START EXCERPTED PASSAGE
Location: National Clonal Germplasm Repository

Title: Genotyping and phenotyping heat tolerance in black raspberry (Rubus occidentalis L.)

Author
item Bradish, Christine - North Carolina State University
item Fernandez, Gina - North Carolina State University
item Dossett, M. - Agriculture And Agri-Food Canada
item Bushakra, Jill
item Bassil, Nahla
item Finn, Chad

Submitted to: Acta Horticulturae
Publication Type: Peer Reviewed Journal
Publication Acceptance Date: 11/26/2016
Publication Date: 11/26/2016
Citation: Bradish, C.M., Fernandez, G.E., Dossett, M., Bushakra, J., Bassil, N.V., Finn, C.E. 2016. Genotyping and phenotyping heat tolerance in black raspberry (Rubus occidentalis L.). Acta Horticulturae. 1127:321-324. doi: 10.17660/ActaHortic.2016.1127.50.
END EXCERPTED PASSAGE
START DATASET EXCERPTS
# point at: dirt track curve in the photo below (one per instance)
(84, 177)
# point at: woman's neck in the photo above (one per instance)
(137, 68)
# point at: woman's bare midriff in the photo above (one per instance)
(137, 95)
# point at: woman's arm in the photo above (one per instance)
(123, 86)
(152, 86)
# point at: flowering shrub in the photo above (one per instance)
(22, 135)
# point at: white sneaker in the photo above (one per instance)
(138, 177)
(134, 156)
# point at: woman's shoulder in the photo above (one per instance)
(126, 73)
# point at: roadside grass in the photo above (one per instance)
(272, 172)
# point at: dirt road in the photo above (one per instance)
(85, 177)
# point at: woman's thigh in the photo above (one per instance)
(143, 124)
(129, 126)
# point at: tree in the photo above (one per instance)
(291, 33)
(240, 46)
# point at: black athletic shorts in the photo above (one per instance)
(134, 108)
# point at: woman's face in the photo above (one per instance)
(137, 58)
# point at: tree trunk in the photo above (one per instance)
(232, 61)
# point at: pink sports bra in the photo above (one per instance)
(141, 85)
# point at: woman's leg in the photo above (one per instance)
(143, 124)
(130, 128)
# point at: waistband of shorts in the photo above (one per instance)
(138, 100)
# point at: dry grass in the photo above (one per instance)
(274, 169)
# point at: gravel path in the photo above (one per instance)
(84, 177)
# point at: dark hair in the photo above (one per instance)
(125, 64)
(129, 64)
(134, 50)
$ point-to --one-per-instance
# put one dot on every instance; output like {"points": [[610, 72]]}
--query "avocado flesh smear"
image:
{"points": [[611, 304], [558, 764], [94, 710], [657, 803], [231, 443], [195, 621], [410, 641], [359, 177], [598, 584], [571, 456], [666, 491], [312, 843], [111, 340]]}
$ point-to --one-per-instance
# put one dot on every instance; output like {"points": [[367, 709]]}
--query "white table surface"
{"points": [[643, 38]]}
END DATASET EXCERPTS
QUESTIONS —
a) Answer these from the black raspberry publication entry:
(i) Which journal was the work submitted to?
(ii) What institution is listed for M. Dossett?
(iii) What page range does the citation give?
b) Proceed with the black raspberry publication entry, picking up right after its citation line.

TASK-BY-TASK ANSWERS —
a)
(i) Acta Horticulturae
(ii) Agriculture And Agri-Food Canada
(iii) 321-324

b)
Interpretive Summary: Demand for raspberry continues to grow on the East Coast; however commercial production in the Southeast is difficult because cultivars are not well adapted to the warm climate, where average summer temperatures range from 30-35°C. Recent research about the health benefits of secondary metabolites in black raspberry led to a resurgence of interest and breeding efforts in this crop. Two related black raspberry families were evaluated in south-central North Carolina using a non-invasive measure of heat tolerance. Readings were taken thrice on fully expanded leaves from non-fruiting canes during August 2013. Preliminary data collected from these families showed normal distribution for this measure. Additional phenotyping will take place in upcoming years, in addition to identifying DNA regions that are associated with the heat tolerance trait. Ultimately, we hope to gain a better understanding of heat tolerance in raspberry to make development of commercial quality cultivars a possibility in the Southeast.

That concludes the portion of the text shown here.